▸ **Items from a data source**

____________________

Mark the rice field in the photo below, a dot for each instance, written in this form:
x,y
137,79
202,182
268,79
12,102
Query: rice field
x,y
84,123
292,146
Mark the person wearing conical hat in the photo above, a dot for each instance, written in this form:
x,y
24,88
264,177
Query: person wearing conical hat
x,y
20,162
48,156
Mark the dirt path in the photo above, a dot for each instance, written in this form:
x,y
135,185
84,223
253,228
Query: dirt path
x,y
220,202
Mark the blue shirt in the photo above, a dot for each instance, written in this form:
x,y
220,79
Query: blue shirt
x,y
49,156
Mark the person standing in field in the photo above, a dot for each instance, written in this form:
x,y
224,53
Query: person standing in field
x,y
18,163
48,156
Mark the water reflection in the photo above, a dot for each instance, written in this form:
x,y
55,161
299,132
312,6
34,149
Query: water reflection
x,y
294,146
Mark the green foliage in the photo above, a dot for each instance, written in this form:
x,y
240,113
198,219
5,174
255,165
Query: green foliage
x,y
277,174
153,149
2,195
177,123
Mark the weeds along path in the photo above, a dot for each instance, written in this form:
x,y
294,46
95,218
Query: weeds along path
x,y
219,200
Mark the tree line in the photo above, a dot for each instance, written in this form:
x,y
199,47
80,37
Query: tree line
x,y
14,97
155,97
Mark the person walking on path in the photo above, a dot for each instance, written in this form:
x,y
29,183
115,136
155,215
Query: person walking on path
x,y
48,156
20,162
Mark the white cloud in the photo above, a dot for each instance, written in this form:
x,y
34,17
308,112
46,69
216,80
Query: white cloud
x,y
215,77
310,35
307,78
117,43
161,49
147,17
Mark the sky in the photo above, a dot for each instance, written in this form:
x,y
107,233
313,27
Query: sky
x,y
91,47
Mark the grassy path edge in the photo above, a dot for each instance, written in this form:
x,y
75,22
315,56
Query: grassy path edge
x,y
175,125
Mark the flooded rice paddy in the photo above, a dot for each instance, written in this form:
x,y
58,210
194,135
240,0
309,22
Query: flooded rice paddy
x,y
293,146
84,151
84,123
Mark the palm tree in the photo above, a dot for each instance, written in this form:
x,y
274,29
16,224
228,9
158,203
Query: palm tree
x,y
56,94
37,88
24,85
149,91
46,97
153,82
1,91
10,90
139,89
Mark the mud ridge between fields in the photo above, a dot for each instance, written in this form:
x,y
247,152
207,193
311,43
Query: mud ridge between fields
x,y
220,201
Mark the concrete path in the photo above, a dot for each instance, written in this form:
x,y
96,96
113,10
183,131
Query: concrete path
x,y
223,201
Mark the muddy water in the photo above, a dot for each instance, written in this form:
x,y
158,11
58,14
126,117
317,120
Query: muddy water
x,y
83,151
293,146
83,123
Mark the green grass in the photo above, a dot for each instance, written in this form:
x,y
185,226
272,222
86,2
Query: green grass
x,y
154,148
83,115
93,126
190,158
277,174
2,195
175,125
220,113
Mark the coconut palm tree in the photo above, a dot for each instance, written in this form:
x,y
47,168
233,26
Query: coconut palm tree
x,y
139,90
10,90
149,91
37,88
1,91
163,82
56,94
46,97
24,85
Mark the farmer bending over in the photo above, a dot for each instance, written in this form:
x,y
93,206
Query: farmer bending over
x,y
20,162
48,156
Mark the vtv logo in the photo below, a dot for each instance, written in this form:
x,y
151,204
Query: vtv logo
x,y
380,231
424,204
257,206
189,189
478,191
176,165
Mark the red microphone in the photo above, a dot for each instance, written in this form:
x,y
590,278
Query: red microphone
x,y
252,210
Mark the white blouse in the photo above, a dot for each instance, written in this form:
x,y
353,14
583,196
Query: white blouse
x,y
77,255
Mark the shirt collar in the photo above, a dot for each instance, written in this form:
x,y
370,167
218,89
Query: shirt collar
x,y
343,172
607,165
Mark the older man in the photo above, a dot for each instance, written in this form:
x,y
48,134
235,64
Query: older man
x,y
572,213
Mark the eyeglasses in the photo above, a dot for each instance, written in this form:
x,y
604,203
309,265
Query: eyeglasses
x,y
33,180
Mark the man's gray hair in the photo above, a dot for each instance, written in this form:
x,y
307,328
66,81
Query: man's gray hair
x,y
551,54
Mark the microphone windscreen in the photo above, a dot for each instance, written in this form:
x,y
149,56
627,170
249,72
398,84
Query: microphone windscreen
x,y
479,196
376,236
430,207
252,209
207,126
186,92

____________________

Copy every entry exactly. Leave nothing out.

Mark the rice field in the photo below, a dot for each instance, written in this form:
x,y
137,79
202,182
268,79
12,102
Query: rice field
x,y
84,123
292,146
Mark the person wearing conical hat in the photo above, a dot for each instance, written in this form:
x,y
24,88
264,177
Query: person wearing conical hat
x,y
20,162
48,156
Mark the dirt path in the photo above, a dot for each instance, written in this form:
x,y
135,185
84,223
253,228
Query: dirt path
x,y
220,202
Mark the blue shirt in the photo above, a dot for each instance, written in this form:
x,y
220,79
Query: blue shirt
x,y
49,156
Mark the person standing in field in the photo above, a dot for each instance, written in this form:
x,y
224,53
Query: person standing in field
x,y
18,163
48,156
Mark the water reflection in the photo above, a dot for each instance, written in this form:
x,y
55,161
299,132
312,6
34,149
Query: water reflection
x,y
294,146
Mark the green foliage in the photo above, a dot for each instance, written in this form:
x,y
240,113
198,219
5,174
255,165
Query: green foliage
x,y
277,174
153,149
2,195
177,123
Mark the weeds along path in the photo above, a dot for each instance, written in this form:
x,y
294,46
95,218
Query: weeds along path
x,y
219,200
Mark the tree line in the photo above, a dot for each instance, written in this form:
x,y
199,47
80,37
Query: tree line
x,y
14,97
155,97
Mark the person walking on path in the photo above, a dot for each instance, written in this form:
x,y
29,183
115,136
155,215
Query: person walking on path
x,y
48,156
20,162
Mark the white cloud in the photo above, a dot for each instance, written in this form:
x,y
34,17
308,112
46,69
216,80
Query: white cloud
x,y
215,77
310,35
307,78
117,43
161,49
147,17
Mark the sky in the photo above, a dot for each instance, written in this form:
x,y
107,233
313,27
Query: sky
x,y
91,47
Mark the grassy path edge in the photo above, a dot for each instance, written in this form:
x,y
75,22
315,56
Query: grassy path edge
x,y
175,125
Mark the flooded rice paddy in the photo above, a dot for each instance, written in this form:
x,y
58,210
194,135
240,0
309,22
Query: flooded rice paddy
x,y
293,146
84,151
84,123
Mark the palm tree in the photo above, a dot for each instance, written in this form:
x,y
274,29
16,224
228,9
158,203
Query: palm tree
x,y
56,94
37,88
24,85
149,91
46,97
153,82
1,91
10,90
139,89
Mark the mud ridge between fields in the photo above, a dot for each instance, written in this form:
x,y
247,152
207,193
311,43
Query: mud ridge between fields
x,y
220,201
Mark the concrete path in the photo above, a dot for each instance, written in this form:
x,y
96,96
113,10
183,131
Query: concrete path
x,y
223,201
Mark the muddy water in the photo above, a dot for each instance, written in this form:
x,y
158,11
58,14
126,117
317,120
Query: muddy water
x,y
83,151
293,146
83,123
Mark the green grass in the photo above, a dot for each instance, written in this form:
x,y
185,226
272,222
86,2
Query: green grass
x,y
154,148
83,115
93,126
190,158
277,174
2,195
175,125
220,113
Mark the coconut palm tree in the photo above, a dot for each instance, written in this form:
x,y
47,168
233,26
Query: coconut palm tree
x,y
139,90
10,90
149,91
37,88
1,91
163,82
56,94
46,97
24,85
Mark the farmer bending over in the photo above, a dot for each instance, written in this form:
x,y
93,206
Query: farmer bending over
x,y
20,162
48,156
Mark the vtv logo in the photo below, a dot for each instance, written in this form:
x,y
151,204
Query: vtv logo
x,y
380,231
424,204
257,206
189,189
478,191
176,165
Mark the red microphone in the photo above, a dot for each instance, written in this form:
x,y
590,278
Query: red microphone
x,y
252,210
Mark the white blouse in the photo above, a dot for each instance, written in this form:
x,y
353,14
583,196
Query: white blouse
x,y
77,255
Mark the shirt collar in the photo above, a dot for each instance, written in this form:
x,y
370,167
218,89
Query: shirt collar
x,y
343,172
607,165
Mark the older man in the photo above, a dot for each instance, written in this form:
x,y
48,134
235,64
Query: older man
x,y
572,213
Mark the eyeglasses in the photo above, a dot for each instance, written in this form:
x,y
604,203
309,265
Query: eyeglasses
x,y
33,180
Mark the man's gray hair in the photo above, a dot for each instance, written in this form:
x,y
307,328
66,81
Query: man's gray hair
x,y
551,54
Mark the microphone windscreen in the photo above, a dot for each instance, written in this form:
x,y
149,56
627,170
249,72
398,84
Query: microphone windscreen
x,y
479,196
376,236
430,207
252,209
207,126
186,92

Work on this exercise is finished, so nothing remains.